===== Dataset rows

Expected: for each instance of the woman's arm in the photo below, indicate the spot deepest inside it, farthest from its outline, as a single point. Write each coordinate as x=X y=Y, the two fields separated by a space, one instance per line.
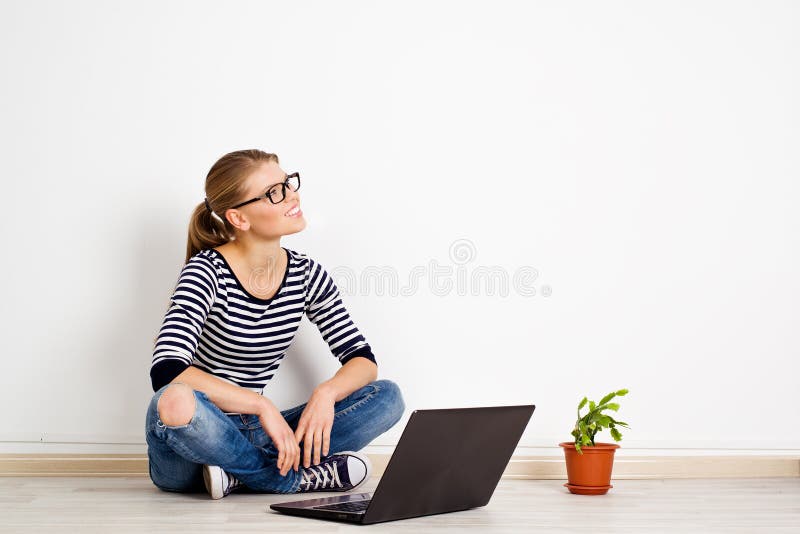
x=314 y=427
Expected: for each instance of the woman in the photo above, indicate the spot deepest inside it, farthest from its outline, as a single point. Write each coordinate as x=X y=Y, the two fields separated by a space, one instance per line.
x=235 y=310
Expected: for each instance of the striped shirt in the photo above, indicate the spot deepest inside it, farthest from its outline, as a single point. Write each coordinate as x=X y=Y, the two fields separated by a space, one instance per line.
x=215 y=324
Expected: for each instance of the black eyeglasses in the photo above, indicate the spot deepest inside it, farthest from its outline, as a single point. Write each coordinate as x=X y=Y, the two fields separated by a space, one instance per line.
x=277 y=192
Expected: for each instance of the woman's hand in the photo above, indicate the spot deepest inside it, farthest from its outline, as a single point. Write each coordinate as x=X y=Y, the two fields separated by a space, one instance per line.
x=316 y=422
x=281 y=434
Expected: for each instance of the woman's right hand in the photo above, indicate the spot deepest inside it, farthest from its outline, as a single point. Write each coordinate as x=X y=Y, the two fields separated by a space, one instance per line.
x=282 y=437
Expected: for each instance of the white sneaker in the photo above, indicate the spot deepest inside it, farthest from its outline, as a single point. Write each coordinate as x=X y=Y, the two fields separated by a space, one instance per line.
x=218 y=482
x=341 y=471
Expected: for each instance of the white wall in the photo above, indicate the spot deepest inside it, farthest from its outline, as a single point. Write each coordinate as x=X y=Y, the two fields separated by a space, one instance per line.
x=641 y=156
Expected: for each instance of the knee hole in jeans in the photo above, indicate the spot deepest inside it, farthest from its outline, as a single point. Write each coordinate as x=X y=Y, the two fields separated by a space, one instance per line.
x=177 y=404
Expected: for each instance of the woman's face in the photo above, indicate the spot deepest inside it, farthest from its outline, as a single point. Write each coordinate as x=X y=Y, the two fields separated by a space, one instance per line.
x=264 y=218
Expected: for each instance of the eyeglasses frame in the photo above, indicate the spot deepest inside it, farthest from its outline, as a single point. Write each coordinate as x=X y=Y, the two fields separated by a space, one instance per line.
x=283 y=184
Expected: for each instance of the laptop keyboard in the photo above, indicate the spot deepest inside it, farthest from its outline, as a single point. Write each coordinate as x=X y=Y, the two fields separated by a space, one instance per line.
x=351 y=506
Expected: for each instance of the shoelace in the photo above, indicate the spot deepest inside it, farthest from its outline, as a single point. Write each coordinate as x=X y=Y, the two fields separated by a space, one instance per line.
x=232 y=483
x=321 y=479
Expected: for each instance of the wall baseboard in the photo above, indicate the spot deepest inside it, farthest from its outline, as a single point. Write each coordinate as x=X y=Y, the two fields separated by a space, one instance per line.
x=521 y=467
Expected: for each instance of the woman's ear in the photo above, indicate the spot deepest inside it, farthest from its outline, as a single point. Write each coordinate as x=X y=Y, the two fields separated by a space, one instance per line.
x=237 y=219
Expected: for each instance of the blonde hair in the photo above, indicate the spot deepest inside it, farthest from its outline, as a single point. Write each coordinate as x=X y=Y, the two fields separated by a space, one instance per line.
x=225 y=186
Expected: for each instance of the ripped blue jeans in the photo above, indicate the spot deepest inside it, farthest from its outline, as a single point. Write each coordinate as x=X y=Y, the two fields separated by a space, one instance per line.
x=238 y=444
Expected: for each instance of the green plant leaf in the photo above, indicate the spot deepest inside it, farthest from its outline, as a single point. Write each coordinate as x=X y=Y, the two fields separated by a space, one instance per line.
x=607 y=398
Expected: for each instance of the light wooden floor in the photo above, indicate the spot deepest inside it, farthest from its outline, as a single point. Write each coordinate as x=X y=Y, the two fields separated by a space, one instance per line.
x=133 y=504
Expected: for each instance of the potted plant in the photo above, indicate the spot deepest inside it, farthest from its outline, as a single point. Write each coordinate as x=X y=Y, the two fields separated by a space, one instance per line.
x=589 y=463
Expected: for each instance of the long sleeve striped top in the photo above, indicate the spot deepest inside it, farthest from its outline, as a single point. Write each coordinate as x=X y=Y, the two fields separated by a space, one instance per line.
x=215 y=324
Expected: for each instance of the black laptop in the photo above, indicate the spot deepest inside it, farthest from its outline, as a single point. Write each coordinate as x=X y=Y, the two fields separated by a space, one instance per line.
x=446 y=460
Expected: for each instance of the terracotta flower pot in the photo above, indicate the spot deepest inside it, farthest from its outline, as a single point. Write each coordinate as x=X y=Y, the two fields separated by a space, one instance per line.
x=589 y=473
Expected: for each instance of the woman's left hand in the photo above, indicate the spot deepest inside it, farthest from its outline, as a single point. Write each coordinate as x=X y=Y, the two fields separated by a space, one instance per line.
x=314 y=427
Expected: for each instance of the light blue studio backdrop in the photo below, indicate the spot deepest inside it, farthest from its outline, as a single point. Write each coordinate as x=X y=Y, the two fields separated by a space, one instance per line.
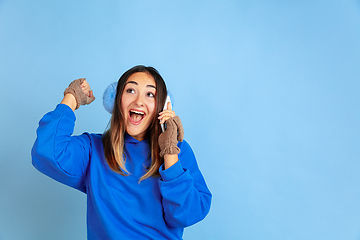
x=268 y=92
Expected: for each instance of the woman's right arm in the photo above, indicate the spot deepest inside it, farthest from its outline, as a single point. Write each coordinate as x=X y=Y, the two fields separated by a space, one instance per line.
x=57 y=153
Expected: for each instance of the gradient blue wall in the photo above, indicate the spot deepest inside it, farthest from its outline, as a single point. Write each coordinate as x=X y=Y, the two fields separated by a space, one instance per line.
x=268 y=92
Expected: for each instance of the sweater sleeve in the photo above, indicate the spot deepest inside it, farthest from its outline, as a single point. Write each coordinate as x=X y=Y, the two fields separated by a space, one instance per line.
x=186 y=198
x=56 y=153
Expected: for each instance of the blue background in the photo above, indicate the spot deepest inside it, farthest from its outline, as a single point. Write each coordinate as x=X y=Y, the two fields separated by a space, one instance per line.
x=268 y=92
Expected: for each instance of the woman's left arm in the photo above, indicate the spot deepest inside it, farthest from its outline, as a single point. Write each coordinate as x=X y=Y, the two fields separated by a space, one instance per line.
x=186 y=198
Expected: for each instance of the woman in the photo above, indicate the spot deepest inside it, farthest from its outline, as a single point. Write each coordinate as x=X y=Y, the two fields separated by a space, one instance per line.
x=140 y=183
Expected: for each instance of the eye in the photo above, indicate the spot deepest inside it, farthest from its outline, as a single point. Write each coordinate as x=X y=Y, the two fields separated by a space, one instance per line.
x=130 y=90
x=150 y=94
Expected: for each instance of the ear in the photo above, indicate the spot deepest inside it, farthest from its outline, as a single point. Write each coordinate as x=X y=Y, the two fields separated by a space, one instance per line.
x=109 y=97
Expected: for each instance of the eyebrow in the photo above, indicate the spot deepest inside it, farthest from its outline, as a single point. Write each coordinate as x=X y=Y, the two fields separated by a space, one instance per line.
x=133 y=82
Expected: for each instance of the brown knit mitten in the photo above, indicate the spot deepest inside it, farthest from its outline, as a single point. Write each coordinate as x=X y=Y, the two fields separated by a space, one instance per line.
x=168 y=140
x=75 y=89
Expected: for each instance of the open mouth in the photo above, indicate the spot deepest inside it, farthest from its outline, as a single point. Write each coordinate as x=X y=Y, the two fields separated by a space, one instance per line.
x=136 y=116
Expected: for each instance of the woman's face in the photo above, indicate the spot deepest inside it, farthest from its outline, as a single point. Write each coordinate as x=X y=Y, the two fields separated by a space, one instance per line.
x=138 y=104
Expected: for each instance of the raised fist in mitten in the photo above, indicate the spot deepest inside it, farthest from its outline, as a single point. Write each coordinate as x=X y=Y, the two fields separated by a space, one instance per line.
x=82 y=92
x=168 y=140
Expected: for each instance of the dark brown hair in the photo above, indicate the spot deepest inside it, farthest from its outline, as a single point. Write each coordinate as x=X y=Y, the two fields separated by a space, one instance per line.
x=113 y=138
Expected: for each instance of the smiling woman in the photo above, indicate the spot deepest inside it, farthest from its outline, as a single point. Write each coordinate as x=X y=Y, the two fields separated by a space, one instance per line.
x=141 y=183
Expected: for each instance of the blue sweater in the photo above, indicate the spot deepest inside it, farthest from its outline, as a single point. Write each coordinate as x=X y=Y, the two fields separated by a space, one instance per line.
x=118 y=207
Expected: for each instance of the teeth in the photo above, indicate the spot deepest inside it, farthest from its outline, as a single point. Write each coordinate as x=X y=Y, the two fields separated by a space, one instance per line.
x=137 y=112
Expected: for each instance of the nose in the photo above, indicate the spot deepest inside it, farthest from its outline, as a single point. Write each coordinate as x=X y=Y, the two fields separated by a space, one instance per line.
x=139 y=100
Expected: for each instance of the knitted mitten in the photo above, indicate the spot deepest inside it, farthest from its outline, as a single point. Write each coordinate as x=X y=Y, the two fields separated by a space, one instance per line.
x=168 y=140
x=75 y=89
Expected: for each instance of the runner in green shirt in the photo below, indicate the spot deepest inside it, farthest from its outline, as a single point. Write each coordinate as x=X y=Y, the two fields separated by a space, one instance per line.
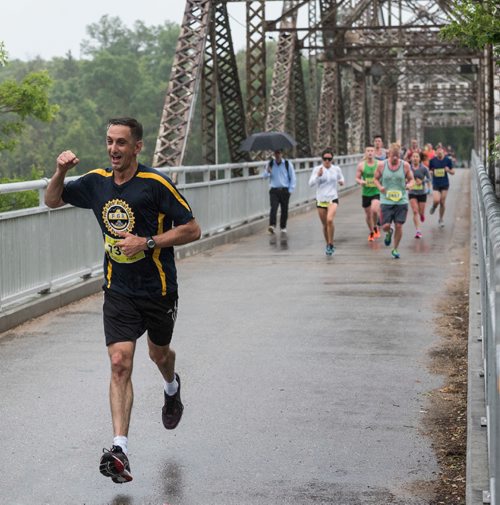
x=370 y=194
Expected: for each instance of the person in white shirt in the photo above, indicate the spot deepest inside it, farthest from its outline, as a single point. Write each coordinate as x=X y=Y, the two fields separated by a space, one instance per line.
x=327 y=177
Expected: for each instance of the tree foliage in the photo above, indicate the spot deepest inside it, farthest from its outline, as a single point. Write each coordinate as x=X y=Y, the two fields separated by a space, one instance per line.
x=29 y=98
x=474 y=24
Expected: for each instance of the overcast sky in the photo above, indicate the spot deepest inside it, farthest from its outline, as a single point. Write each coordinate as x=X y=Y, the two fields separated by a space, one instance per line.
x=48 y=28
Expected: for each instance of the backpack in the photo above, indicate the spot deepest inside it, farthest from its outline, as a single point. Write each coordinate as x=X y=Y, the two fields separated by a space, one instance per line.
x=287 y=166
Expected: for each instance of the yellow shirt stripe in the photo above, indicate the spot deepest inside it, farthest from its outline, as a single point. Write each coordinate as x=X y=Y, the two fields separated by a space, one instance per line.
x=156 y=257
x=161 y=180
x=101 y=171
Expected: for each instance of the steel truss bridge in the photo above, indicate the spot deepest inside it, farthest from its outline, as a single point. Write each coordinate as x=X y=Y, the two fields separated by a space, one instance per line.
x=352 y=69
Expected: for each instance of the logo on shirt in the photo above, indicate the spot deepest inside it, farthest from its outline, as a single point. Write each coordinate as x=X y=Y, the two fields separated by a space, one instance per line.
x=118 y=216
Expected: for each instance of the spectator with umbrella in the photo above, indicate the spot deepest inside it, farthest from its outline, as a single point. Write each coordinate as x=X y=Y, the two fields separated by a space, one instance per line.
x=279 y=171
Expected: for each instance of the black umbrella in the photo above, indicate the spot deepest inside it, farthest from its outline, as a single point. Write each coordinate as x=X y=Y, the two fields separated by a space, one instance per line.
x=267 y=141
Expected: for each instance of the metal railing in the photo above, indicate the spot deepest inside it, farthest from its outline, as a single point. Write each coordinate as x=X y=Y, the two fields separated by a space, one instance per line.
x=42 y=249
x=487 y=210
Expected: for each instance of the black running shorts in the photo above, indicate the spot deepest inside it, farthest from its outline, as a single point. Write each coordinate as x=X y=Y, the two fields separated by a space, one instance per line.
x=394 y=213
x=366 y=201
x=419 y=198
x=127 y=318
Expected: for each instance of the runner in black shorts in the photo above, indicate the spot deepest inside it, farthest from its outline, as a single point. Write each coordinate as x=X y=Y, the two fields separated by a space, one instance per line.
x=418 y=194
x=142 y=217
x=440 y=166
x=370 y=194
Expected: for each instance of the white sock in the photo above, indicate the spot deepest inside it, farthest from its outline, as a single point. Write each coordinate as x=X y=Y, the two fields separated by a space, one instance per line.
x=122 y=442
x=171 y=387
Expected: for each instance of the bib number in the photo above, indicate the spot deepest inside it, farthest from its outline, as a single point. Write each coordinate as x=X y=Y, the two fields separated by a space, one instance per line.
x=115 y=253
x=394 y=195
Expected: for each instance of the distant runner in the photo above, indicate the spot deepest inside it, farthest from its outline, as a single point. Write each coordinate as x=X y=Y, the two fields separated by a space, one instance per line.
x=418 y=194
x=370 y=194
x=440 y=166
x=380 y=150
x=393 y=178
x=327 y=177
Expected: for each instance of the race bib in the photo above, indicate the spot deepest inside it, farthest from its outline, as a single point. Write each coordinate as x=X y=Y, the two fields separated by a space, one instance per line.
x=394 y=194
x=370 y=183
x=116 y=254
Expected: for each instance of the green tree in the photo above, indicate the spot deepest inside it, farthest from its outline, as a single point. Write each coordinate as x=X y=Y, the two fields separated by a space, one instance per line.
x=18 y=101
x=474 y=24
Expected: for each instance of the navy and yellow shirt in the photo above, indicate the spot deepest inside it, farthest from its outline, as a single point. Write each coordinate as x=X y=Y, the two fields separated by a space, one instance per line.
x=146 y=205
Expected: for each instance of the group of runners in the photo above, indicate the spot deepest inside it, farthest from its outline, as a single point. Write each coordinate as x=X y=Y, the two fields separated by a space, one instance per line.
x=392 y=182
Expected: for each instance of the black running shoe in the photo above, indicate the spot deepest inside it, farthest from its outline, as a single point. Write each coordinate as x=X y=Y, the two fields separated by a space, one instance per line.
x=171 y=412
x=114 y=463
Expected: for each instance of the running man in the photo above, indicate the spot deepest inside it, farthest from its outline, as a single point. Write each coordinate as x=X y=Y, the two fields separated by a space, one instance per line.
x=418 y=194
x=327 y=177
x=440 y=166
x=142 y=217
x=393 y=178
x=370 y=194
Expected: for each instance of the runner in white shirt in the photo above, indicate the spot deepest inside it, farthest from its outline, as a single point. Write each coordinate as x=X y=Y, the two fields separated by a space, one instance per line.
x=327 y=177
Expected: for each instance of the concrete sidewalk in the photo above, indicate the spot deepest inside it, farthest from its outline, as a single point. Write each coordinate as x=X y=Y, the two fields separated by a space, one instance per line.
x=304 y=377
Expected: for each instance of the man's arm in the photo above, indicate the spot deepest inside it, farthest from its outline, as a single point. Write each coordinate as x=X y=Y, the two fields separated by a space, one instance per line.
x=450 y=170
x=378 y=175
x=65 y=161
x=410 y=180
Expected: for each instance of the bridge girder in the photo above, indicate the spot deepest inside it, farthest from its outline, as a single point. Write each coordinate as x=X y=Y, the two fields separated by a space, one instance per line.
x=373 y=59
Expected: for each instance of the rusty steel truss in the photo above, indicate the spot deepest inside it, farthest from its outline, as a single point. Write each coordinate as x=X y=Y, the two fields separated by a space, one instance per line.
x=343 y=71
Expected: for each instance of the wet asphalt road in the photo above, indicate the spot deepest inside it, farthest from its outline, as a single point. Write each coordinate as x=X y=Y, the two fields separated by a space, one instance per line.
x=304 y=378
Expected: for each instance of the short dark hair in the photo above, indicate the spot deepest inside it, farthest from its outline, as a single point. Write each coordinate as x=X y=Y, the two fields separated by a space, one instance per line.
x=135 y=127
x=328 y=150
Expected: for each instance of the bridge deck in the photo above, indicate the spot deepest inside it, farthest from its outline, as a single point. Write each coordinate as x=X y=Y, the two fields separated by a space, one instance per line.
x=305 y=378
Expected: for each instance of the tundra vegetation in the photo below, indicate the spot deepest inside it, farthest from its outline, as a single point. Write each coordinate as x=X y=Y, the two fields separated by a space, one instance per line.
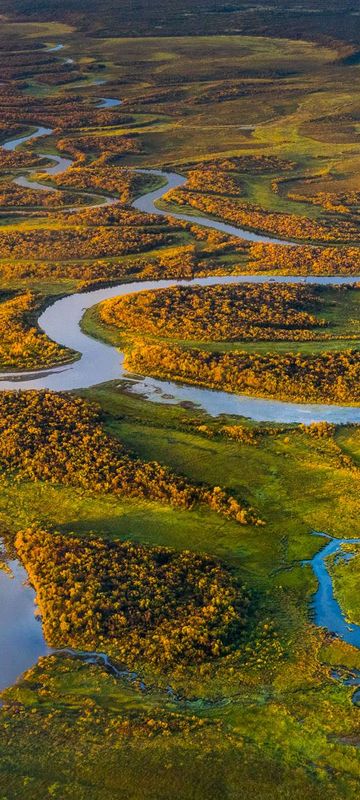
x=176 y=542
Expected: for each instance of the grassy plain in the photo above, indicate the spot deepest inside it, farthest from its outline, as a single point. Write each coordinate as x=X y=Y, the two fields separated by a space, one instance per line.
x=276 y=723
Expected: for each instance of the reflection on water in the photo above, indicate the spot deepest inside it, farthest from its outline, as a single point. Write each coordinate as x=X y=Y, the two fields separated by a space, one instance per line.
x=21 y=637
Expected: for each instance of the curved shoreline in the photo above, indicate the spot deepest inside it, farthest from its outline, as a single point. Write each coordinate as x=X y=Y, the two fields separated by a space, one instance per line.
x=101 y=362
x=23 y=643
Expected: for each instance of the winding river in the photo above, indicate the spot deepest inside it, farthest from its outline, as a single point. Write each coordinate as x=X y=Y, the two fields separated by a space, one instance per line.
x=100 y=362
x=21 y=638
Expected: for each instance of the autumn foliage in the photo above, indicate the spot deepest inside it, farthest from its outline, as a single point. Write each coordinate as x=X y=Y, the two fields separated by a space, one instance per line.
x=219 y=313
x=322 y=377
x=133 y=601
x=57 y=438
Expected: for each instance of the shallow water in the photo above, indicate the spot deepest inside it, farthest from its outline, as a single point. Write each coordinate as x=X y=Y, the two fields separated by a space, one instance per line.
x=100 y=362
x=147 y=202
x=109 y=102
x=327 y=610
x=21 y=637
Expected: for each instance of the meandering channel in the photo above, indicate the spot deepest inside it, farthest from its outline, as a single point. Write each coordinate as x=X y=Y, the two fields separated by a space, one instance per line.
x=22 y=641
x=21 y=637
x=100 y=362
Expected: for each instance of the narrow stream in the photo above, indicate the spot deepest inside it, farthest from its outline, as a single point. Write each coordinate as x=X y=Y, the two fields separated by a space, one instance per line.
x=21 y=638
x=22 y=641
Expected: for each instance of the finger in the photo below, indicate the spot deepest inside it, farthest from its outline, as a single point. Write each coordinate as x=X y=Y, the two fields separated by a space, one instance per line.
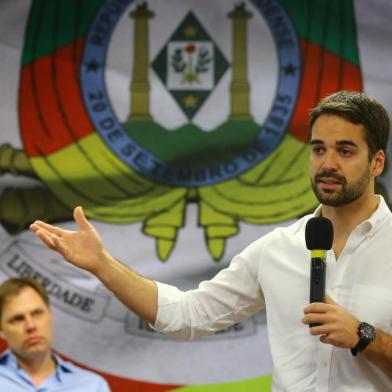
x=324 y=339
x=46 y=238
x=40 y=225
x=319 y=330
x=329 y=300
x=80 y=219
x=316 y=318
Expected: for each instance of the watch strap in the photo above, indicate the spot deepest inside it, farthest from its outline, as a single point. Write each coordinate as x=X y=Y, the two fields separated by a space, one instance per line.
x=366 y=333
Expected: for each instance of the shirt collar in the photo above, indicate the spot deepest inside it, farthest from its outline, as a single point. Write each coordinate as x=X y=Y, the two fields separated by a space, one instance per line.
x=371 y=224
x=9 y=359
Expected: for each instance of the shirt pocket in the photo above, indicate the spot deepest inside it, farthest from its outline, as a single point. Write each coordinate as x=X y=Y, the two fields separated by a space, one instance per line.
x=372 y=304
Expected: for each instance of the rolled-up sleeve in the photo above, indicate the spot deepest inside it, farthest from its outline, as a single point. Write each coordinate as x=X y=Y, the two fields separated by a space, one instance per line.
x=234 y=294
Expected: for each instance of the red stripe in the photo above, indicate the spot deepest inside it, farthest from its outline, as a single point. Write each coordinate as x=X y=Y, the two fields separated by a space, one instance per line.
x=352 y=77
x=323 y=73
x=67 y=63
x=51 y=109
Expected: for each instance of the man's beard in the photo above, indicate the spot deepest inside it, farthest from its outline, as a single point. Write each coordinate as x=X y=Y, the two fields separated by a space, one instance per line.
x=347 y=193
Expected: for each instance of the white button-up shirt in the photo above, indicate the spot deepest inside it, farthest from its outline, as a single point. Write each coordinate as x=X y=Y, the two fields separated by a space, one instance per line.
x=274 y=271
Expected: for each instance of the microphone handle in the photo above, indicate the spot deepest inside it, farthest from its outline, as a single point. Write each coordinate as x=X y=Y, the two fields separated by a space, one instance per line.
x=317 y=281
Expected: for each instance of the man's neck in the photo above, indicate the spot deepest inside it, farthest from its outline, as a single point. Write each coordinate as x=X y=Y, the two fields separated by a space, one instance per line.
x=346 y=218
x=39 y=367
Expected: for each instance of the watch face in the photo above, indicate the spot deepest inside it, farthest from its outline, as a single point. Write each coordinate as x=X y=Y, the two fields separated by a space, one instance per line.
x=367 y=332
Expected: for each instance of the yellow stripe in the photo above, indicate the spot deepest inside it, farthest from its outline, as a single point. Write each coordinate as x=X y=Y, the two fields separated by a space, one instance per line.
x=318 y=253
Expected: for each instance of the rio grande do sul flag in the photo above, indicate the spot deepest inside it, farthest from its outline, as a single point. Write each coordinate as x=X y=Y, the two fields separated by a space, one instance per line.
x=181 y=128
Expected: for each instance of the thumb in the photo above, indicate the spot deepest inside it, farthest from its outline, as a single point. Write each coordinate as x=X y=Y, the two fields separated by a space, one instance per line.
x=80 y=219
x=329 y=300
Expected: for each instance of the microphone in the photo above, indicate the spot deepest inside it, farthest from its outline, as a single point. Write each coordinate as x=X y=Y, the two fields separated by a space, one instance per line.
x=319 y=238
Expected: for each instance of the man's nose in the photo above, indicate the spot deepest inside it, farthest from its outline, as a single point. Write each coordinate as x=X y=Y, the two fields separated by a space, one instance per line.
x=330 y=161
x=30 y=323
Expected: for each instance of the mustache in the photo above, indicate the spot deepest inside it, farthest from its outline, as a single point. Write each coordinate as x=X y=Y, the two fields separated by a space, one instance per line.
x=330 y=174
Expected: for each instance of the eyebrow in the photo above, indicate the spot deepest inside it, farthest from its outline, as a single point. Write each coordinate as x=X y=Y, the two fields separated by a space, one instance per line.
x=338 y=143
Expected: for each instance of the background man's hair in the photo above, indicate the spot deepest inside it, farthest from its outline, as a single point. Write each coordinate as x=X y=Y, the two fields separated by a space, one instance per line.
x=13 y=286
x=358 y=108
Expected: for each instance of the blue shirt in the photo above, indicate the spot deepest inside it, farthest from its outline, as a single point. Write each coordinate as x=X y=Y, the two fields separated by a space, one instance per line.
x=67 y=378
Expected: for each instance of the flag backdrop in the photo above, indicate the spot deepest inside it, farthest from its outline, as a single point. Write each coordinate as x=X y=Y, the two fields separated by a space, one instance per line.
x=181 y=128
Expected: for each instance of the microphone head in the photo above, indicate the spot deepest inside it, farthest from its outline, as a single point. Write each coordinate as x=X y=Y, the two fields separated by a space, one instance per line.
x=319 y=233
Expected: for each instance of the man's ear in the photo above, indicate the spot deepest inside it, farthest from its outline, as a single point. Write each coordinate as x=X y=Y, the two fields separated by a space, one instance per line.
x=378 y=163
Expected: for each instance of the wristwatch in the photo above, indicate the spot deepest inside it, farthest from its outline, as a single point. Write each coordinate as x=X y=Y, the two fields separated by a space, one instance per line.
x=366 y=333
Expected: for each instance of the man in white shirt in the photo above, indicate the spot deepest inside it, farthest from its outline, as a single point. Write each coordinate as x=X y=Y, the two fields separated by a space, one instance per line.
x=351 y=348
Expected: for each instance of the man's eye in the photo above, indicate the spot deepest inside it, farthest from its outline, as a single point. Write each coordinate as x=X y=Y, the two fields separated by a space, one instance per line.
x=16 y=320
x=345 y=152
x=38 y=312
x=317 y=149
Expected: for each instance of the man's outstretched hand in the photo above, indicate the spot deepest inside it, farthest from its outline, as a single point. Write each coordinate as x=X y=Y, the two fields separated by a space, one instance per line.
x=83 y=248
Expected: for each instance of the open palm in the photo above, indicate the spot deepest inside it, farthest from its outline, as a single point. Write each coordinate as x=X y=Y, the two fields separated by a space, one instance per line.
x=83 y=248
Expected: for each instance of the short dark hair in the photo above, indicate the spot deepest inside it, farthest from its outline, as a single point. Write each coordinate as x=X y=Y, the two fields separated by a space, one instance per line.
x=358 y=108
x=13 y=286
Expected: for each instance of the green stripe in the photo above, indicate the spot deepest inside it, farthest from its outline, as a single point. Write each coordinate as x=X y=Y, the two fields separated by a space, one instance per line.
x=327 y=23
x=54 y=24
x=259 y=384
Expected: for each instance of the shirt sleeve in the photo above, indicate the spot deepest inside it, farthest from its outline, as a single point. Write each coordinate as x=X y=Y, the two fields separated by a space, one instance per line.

==========

# [Task details]
Render the data from the line with "Expected: for each instance of the green plant" to the line with "x=446 y=460" as a two-column CSV with the headers label_text and points. Each row should hold one "Expected:" line under label_text and the coordinates that follow it under points, with both fields quoted and any line breaks replaced by spaces.

# [Solved exercise]
label_text,points
"Expected: for each instance of the green plant leaf in the photo above, indicate the spot deepest inside it, farthest from its outline, as a single point. Write each coordinate as x=X y=Y, the two fields separated by a space, one instance per line.","x=607 y=398"
"Expected: for each instance of the light wooden floor in the photo above, indicate the spot deepest inside it, farthest from its outline, as a single point. Write each coordinate as x=X y=Y, the two fields separated by a space, one instance per line.","x=133 y=504"
"Expected: for each instance of the potted plant in the photo above, indicate the spot deepest inside it, farthest from its outline, as a single point. Write each coordinate as x=X y=Y, the two fields separated by a space, one instance per line.","x=589 y=463"
"Expected: for each instance of the long sleeve striped top in the photo above, indicate the spot deepest inside it, farthest from its outline, as a single point. Write each coordinate as x=X y=Y, the two fields separated by a space, one instance per line.","x=215 y=324"
"Expected: for each instance of the black laptop in the photo above, indicate the spot deepest inside it, farthest from its outline, as a single point. Write each coordinate as x=X y=Y, the two fields separated by a space, one instance per line.","x=446 y=460"